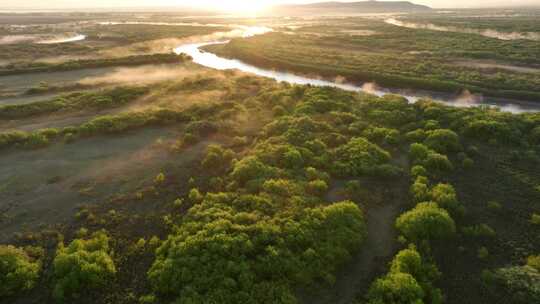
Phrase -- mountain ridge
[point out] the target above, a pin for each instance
(332, 7)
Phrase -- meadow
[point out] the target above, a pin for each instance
(147, 178)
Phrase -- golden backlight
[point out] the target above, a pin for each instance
(235, 6)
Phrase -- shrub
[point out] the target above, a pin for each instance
(217, 256)
(418, 152)
(418, 135)
(417, 171)
(445, 196)
(534, 262)
(479, 231)
(217, 159)
(317, 187)
(438, 164)
(535, 219)
(395, 288)
(359, 156)
(18, 271)
(494, 206)
(84, 264)
(483, 253)
(195, 196)
(522, 282)
(443, 141)
(427, 221)
(250, 168)
(420, 190)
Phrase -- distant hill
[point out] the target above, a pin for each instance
(349, 8)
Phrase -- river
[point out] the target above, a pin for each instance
(220, 63)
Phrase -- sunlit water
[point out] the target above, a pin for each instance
(77, 37)
(213, 61)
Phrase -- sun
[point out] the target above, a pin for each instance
(238, 6)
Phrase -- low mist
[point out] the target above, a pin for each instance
(487, 33)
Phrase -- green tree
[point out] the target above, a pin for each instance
(427, 221)
(81, 265)
(18, 271)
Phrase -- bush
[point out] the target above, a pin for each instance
(438, 164)
(395, 288)
(443, 141)
(535, 219)
(445, 196)
(534, 262)
(427, 221)
(420, 190)
(18, 271)
(216, 256)
(317, 187)
(417, 171)
(84, 264)
(479, 231)
(494, 206)
(358, 157)
(522, 282)
(217, 159)
(410, 280)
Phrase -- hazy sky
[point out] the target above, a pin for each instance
(59, 4)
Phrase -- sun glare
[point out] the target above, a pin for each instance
(237, 6)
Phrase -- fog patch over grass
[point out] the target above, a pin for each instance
(138, 75)
(166, 45)
(487, 33)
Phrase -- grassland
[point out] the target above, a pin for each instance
(369, 50)
(159, 184)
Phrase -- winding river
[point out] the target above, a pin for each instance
(220, 63)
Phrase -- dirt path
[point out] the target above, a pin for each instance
(365, 264)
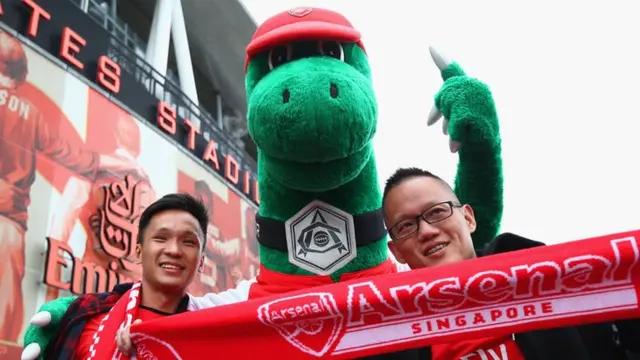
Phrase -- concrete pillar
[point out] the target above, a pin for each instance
(183, 54)
(158, 46)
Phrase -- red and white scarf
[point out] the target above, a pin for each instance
(121, 315)
(580, 282)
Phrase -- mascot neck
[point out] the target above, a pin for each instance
(356, 197)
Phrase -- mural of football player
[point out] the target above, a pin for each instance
(222, 267)
(25, 132)
(93, 202)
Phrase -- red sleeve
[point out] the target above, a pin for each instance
(50, 143)
(86, 338)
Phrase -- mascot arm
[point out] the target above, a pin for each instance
(470, 119)
(43, 327)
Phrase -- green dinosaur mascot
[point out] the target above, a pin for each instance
(313, 115)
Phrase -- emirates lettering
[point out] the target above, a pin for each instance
(367, 304)
(14, 104)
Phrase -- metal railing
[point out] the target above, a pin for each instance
(165, 90)
(127, 49)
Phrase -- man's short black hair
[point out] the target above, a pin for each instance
(403, 174)
(177, 201)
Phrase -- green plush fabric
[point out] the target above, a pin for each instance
(44, 335)
(473, 122)
(315, 146)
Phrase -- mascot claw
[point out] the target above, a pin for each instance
(435, 114)
(31, 352)
(42, 318)
(441, 61)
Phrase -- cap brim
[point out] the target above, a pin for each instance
(304, 30)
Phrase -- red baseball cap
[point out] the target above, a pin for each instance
(303, 23)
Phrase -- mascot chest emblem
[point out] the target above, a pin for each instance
(321, 238)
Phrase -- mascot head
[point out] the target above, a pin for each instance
(310, 99)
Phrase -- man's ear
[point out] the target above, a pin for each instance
(201, 266)
(138, 253)
(469, 217)
(395, 252)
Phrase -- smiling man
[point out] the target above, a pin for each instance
(429, 227)
(171, 239)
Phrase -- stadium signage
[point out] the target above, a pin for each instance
(66, 32)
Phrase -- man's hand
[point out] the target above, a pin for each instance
(123, 339)
(43, 328)
(466, 105)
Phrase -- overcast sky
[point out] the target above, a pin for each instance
(565, 76)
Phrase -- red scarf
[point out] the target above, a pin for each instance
(122, 314)
(580, 282)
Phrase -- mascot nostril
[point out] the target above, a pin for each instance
(333, 90)
(285, 96)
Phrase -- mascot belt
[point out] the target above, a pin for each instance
(581, 282)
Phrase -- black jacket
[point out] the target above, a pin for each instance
(605, 341)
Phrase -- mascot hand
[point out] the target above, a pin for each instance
(43, 328)
(466, 105)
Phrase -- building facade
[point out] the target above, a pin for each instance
(106, 106)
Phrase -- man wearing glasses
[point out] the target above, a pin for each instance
(429, 226)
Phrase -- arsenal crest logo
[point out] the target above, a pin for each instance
(310, 322)
(300, 12)
(321, 238)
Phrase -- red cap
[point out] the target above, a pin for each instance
(302, 23)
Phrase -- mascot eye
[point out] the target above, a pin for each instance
(279, 55)
(332, 49)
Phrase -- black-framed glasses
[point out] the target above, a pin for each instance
(432, 215)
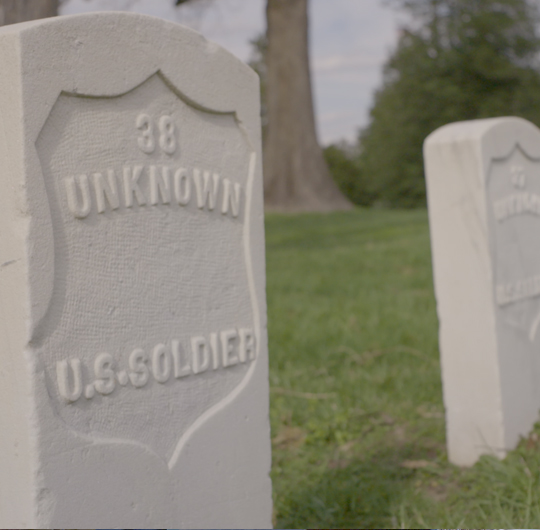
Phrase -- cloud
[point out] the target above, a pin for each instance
(349, 42)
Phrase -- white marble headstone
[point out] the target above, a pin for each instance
(483, 182)
(133, 382)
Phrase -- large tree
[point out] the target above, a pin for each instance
(13, 11)
(295, 173)
(459, 60)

──────────────────────────────

### Aim of the exercise
Quote everything in the listing above exactly; pictures are the only thing to omit.

### Correct response
Phrase -- mountain ridge
[point out] the target above, a pin for each instance
(332, 7)
Phrase -- meadow
[point out] the target above, a pin for each instance
(147, 178)
Phrase -- golden backlight
[point out] the target above, a pin for each instance
(235, 6)
Phrase -- shrub
[point out] the target above, a pin for each instance
(217, 256)
(418, 152)
(418, 135)
(417, 171)
(445, 196)
(534, 262)
(479, 231)
(217, 159)
(317, 187)
(438, 164)
(535, 219)
(395, 288)
(359, 156)
(18, 271)
(494, 206)
(84, 264)
(483, 253)
(195, 196)
(522, 282)
(443, 141)
(427, 221)
(250, 168)
(420, 190)
Phrase -- distant hill
[point out] the target above, a pin for each instance
(349, 8)
Phrase -- river
[point out] the target above, a pin for each instance
(220, 63)
Phrase -- sunlit water
[point out] the target above, a pin for each instance
(77, 37)
(213, 61)
Phrase -- sun
[point out] the target above, a pin for each instance
(238, 6)
Phrase -- low mist
[point out] the target above, a pin for each instance
(487, 33)
Phrase -- green tree
[point out] the target above, a pin for each instance
(427, 221)
(81, 265)
(18, 271)
Phrase -- bush
[point out] the target above, a pin for each instance
(438, 164)
(395, 288)
(443, 141)
(535, 219)
(445, 196)
(534, 262)
(427, 221)
(420, 190)
(18, 271)
(216, 256)
(317, 187)
(417, 171)
(84, 264)
(479, 231)
(494, 206)
(358, 157)
(522, 282)
(217, 159)
(410, 280)
Phrase -- hazy sky
[point out] the target above, a pin for each instance
(59, 4)
Phrase -- sun glare
[point out] the target above, a pin for each instance
(237, 6)
Phrase -- fog patch over grass
[point out] the target above, a pin for each instance
(138, 75)
(166, 45)
(487, 33)
Phrase -- grassland
[point out] the target above, a pin for each instance
(369, 50)
(159, 184)
Phrase -- winding river
[point out] the target above, a pin for each instance
(220, 63)
Phrase -- dirt path
[point out] the target above, a pin for each instance
(365, 264)
Phrase -- concrete pillar
[point out] the target above, a pin for each instance
(183, 54)
(158, 46)
Phrase -- red and white scarf
[point out] the target above, a pin for each instance
(121, 315)
(580, 282)
Phrase -- mascot neck
[point out] the target above, a pin for each instance
(356, 197)
Phrase -- mural of football player
[point out] the target above, a pin for each instance
(222, 267)
(25, 132)
(93, 202)
Phrase -- red sleeve
[point out] the target above, a pin for each instance
(50, 143)
(86, 338)
Phrase -- mascot arm
[point out] the target above, a pin for each instance
(470, 119)
(43, 327)
Phrase -- green dinosaur mascot
[point out] the target above, a pin for each instance
(313, 115)
Phrase -- emirates lettering
[point out] the target above, a pin for each instance
(367, 304)
(14, 104)
Phrase -- metal railing
[point out] the target above, a pin for each instance
(165, 90)
(127, 49)
Phrase -- man's short black hair
[point out] the target above, a pin for each instance
(403, 174)
(177, 201)
Phrase -- green plush fabric
[point out] the target above, a pin for each instance
(44, 335)
(473, 122)
(315, 146)
Phrase -- mascot claw
[point out] the target above, a pin for each instance
(435, 114)
(31, 352)
(42, 318)
(441, 61)
Phrase -- cap brim
[point out] the target above, a pin for each instance
(304, 30)
Phrase -- red baseball cap
[point out] the target above, a pin for each instance
(303, 23)
Phrase -- mascot chest emblem
[point out] the target above, a pin for each instance
(321, 238)
Phrase -- mascot head
[point out] the target above, a pin for each instance
(310, 99)
Phrase -- man's ear
[point out] the target above, a pin for each instance
(201, 266)
(138, 253)
(469, 217)
(395, 252)
Phrase -- smiling man
[point out] the target above, a pin for each instance
(429, 227)
(171, 239)
Phrase -- stadium signage
[point out] the target above, a pin for each instance
(66, 32)
Phrase -- man's hand
[point out] the target above, a pin for each instance
(123, 339)
(43, 328)
(466, 105)
Phrase -- overcast sky
[point out] the target above, a pin for each instance
(565, 76)
Phrase -- red scarf
[point out] the target above, a pin for each instance
(122, 314)
(580, 282)
Phrase -- mascot nostril
[point out] the target above, a pin for each instance
(333, 90)
(285, 96)
Phrase -- mascot belt
[point out] the target above, a pin for each instance
(581, 282)
Phrase -- black jacket
[point out] the target above, a pin for each instance
(605, 341)
Phrase -- mascot hand
[point out] the target above, a pin for each instance
(43, 328)
(466, 105)
Phrase -- building facade
[point out] the target above, a pin for each instance
(106, 106)
Phrase -- man wearing glasses
[point out] the target above, a pin for each instance
(429, 226)
Phrase -- arsenal crest logo
[point out] the target above, a pin for each instance
(310, 322)
(300, 12)
(321, 238)
Phrase -- red cap
[point out] the target above, a pin for each instance
(302, 23)
Phrase -- mascot eye
[point out] the target above, a pin for each instance
(279, 55)
(332, 49)
Phrase -- black-framed glasses
[point out] the target above, a pin for each instance
(432, 215)
Phrase -- cloud
[point out] the target above, a pin for each instance
(349, 42)
Phrase -- white marble headstone
[point out] the target above, a pin for each instance
(483, 182)
(133, 382)
Phrase -- large tree
[point out] the target above, a pin for each instance
(13, 11)
(295, 173)
(459, 60)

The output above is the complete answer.